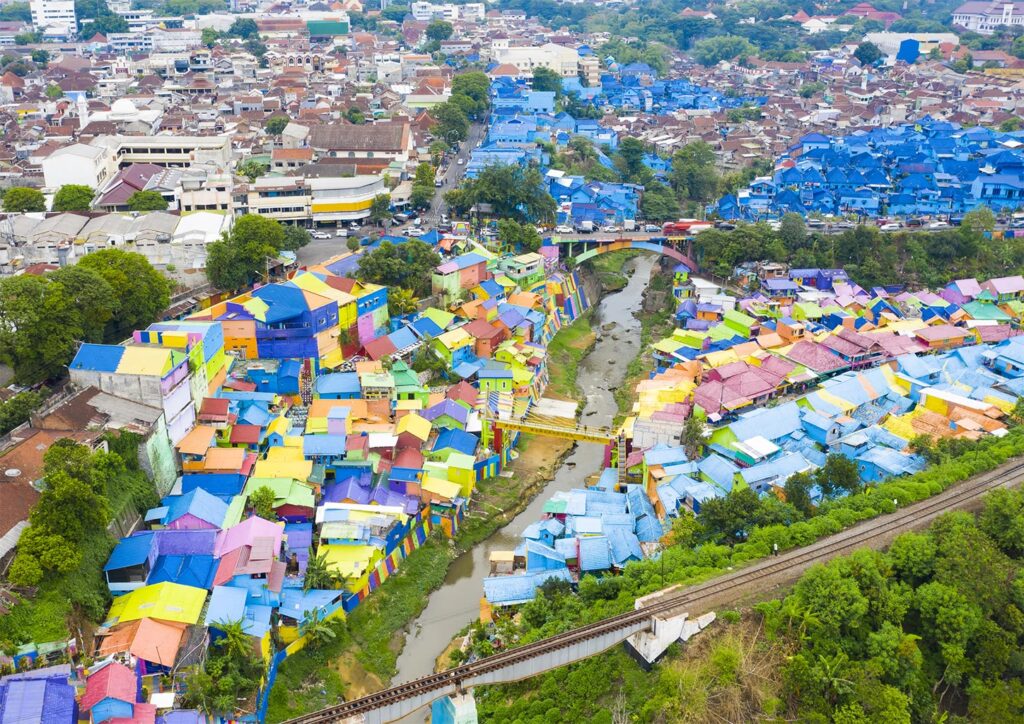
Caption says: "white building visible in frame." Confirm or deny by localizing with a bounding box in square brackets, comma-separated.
[493, 43, 580, 78]
[953, 0, 1024, 35]
[42, 143, 117, 190]
[409, 2, 484, 23]
[29, 0, 76, 31]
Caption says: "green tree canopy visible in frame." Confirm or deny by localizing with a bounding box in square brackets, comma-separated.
[3, 186, 46, 214]
[426, 20, 455, 42]
[263, 116, 290, 136]
[356, 239, 441, 297]
[128, 191, 167, 211]
[53, 183, 92, 211]
[206, 214, 287, 290]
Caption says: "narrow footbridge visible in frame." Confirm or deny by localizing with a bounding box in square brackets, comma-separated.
[278, 459, 1024, 724]
[554, 237, 700, 273]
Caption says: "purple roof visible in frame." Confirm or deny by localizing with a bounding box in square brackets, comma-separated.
[422, 399, 469, 425]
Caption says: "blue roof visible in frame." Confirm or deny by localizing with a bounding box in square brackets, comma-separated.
[580, 536, 611, 570]
[483, 568, 572, 606]
[0, 664, 78, 724]
[313, 372, 362, 394]
[161, 487, 227, 527]
[302, 435, 347, 456]
[433, 428, 480, 455]
[68, 343, 125, 372]
[103, 530, 154, 570]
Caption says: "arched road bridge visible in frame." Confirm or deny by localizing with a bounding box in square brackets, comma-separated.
[552, 236, 700, 273]
[289, 438, 1024, 724]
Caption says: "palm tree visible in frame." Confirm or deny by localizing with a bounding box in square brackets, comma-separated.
[302, 553, 346, 591]
[299, 608, 338, 648]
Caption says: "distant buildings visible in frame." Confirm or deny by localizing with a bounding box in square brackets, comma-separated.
[952, 0, 1024, 35]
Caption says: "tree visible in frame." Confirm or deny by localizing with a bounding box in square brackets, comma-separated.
[3, 186, 46, 214]
[531, 66, 562, 98]
[227, 17, 259, 40]
[302, 552, 343, 591]
[444, 164, 557, 222]
[778, 212, 807, 249]
[853, 42, 882, 66]
[682, 414, 708, 460]
[249, 485, 278, 520]
[356, 239, 441, 297]
[425, 20, 455, 43]
[47, 264, 114, 342]
[498, 219, 542, 252]
[430, 100, 469, 145]
[206, 214, 287, 290]
[640, 181, 682, 221]
[238, 159, 267, 183]
[814, 455, 860, 498]
[370, 194, 391, 224]
[127, 191, 167, 211]
[281, 224, 312, 251]
[0, 274, 81, 384]
[52, 183, 92, 211]
[0, 390, 43, 435]
[263, 116, 290, 136]
[693, 35, 757, 67]
[783, 472, 814, 516]
[78, 249, 172, 340]
[200, 28, 221, 48]
[387, 287, 417, 318]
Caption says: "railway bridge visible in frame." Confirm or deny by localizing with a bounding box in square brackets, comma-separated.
[280, 459, 1024, 724]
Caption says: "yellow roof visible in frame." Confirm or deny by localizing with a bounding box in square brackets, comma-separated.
[395, 413, 430, 440]
[118, 346, 171, 377]
[292, 271, 355, 306]
[178, 425, 217, 455]
[108, 581, 206, 624]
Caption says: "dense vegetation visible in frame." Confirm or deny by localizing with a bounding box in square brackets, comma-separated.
[0, 433, 157, 652]
[693, 208, 1024, 289]
[472, 427, 1024, 722]
[0, 249, 171, 384]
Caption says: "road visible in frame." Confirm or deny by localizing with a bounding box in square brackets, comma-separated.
[282, 458, 1024, 724]
[423, 119, 487, 225]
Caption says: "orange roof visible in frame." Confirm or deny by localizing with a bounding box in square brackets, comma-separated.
[178, 425, 217, 455]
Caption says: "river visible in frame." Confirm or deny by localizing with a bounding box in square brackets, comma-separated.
[392, 254, 656, 684]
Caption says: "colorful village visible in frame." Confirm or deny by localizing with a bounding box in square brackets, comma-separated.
[9, 207, 1024, 722]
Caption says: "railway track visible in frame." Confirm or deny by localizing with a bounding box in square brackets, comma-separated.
[287, 461, 1024, 724]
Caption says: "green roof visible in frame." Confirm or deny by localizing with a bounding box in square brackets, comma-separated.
[306, 20, 348, 36]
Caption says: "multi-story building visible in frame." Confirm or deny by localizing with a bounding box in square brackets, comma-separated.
[29, 0, 76, 32]
[952, 0, 1024, 35]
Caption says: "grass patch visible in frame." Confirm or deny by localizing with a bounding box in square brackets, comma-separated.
[584, 249, 642, 294]
[548, 307, 597, 399]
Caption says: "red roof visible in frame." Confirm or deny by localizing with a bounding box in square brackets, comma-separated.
[80, 663, 138, 712]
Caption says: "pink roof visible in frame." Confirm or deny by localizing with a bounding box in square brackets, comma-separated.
[785, 341, 846, 373]
[80, 663, 138, 712]
[213, 515, 285, 558]
[918, 325, 971, 342]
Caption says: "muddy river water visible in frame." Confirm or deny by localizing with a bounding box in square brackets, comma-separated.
[392, 254, 656, 684]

..........

■ 제시된 문제
위 항목에서 문자열 "railway"를 포함한 줄은 모두 몇 줄인가요? 대소문자를 구분하고, 숫자만 답하세요.

■ 연습 답안
2